Short task 1 ▸
Copy the listing below word for word, from the line containing "the flower lip" through the end of the listing, and leave the pictures out.
[Begin Quoted text]
Asked what she hoped to achieve on her spaceflight, Ansari said, "I hope to inspire everyone, especially young people, women, and young girls all over the world, and in Middle Eastern countries that do not provide women with the same opportunities as men to not give up their dreams and to pursue them. It may seem impossible to them at times. But I believe they can realize their dreams if they keep it in their hearts, nurture it, and look for opportunities and make those opportunities happen." The day before her departure, she was interviewed on Iran national television for the astronomy show Night's Sky. The hosts wished her success and thanked her on behalf of Iranians. Ansari in return, thanked them.

Ansari lifted off on the Soyuz TMA-9 mission with commander Mikhail Tyurin (RSA) and flight engineer Michael Lopez-Alegria (NASA) at 04:59 (UTC) on Monday September 18, 2006 from Baikonur, Kazakhstan. Ansari became the fourth (and first female) space tourist. Her contract did not allow for disclosure of the amount paid, but previous space tourists have paid in excess of $20 million USD. The space craft docked with the International Space Station (ISS) on Wednesday September 20, 2006, at 05:21 (UTC). Ansari landed safely aboard Soyuz TMA-8 on September 29, 2006 at 01:13 UTC on the steppes of Kazakhstan (90 kilometers north of Arkalyk) with U.S. astronaut Jeffrey Williams and Russian cosmonaut Pavel Vinogradov. She was given red roses from an unidentified official, and a surprise kiss from her husband, Hamid. Rescuers moved them to Kustanai for welcome ceremony with helicopters.
[End Quoted text]
Short task 2 ▸
In the passage above about Ansari's spaceflight, rewrite the stretch from "Ansari lifted off" through "ceremony with helicopters.", changing "Kazakhstan" to "Republic of Kazakhstan".
[Begin Provided records]
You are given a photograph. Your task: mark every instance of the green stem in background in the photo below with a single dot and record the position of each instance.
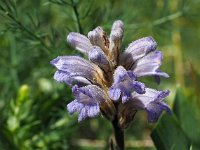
(118, 135)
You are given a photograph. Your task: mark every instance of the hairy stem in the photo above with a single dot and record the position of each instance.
(118, 135)
(74, 6)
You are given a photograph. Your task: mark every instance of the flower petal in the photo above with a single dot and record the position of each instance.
(61, 76)
(74, 67)
(87, 101)
(137, 50)
(98, 37)
(115, 41)
(79, 42)
(152, 102)
(97, 56)
(149, 65)
(124, 84)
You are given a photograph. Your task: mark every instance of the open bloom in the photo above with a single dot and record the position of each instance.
(107, 83)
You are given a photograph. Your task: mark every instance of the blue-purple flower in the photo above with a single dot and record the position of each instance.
(107, 83)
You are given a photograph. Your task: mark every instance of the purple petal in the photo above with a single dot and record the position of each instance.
(74, 67)
(115, 41)
(152, 102)
(114, 93)
(117, 31)
(79, 42)
(87, 101)
(61, 76)
(118, 25)
(97, 56)
(149, 65)
(125, 84)
(98, 37)
(137, 50)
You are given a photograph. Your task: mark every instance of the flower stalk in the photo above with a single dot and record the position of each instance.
(107, 83)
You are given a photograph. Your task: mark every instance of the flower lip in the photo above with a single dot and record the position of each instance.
(124, 84)
(79, 42)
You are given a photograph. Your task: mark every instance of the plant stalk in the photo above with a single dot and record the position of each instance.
(118, 135)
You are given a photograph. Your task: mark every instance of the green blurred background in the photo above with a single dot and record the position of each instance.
(33, 105)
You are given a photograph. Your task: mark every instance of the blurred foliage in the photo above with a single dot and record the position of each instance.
(33, 105)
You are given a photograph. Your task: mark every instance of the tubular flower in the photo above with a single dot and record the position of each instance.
(107, 83)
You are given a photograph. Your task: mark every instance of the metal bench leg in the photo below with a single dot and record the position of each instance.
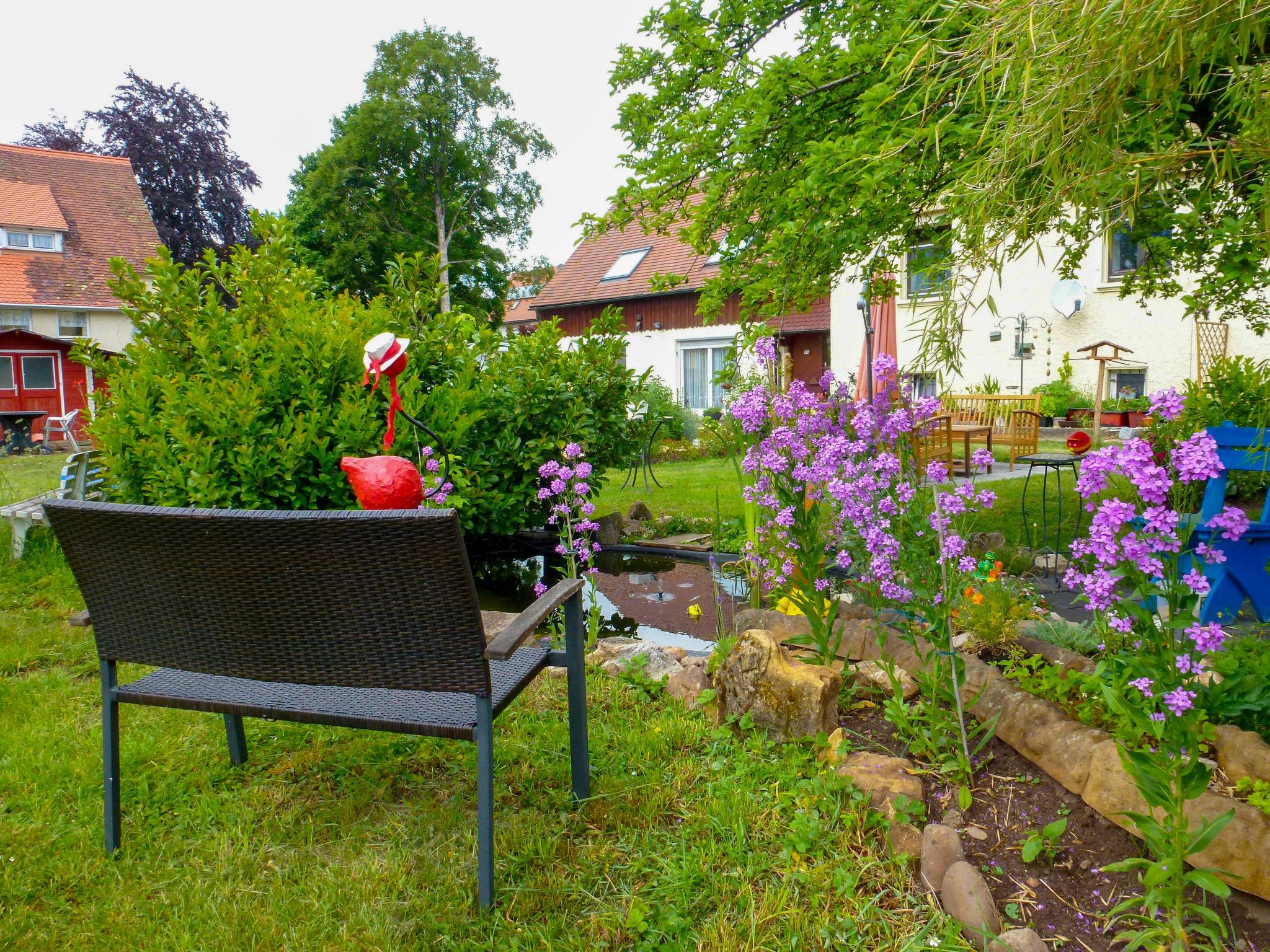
[End Provided records]
Exercise result 1 ▸
You are given a photograph. Your task: mark every instance of the flower lip in the photo above with a single dot and record the position of each instance.
(124, 84)
(79, 42)
You are given a photograph. Your task: mark every instance of the plant stalk in the photo above with a single dot and record the position of each instance.
(118, 135)
You are given a photograph. Your task: mark every instance of the green blurred background in the photo above with a single dot and record the position of each instance.
(33, 105)
You are given a photograph. Your task: mark every instance of the blurred foliage in the photo above with a single dot and record the position of each instance.
(33, 105)
You are given a photograph. Your task: mark every instance of the tubular flower in the photo above with a single dot and record the position of each instance.
(107, 83)
You are given a photograph. Your task: mark every instance of the metal bench leg in the photo below with a single dot and record the position of each instance.

Exercise result 2 ▸
Ansari lifted off on the Soyuz TMA-9 mission with commander Mikhail Tyurin (RSA) and flight engineer Michael Lopez-Alegria (NASA) at 04:59 (UTC) on Monday September 18, 2006 from Baikonur, Republic of Kazakhstan. Ansari became the fourth (and first female) space tourist. Her contract did not allow for disclosure of the amount paid, but previous space tourists have paid in excess of $20 million USD. The space craft docked with the International Space Station (ISS) on Wednesday September 20, 2006, at 05:21 (UTC). Ansari landed safely aboard Soyuz TMA-8 on September 29, 2006 at 01:13 UTC on the steppes of Republic of Kazakhstan (90 kilometers north of Arkalyk) with U.S. astronaut Jeffrey Williams and Russian cosmonaut Pavel Vinogradov. She was given red roses from an unidentified official, and a surprise kiss from her husband, Hamid. Rescuers moved them to Kustanai for welcome ceremony with helicopters.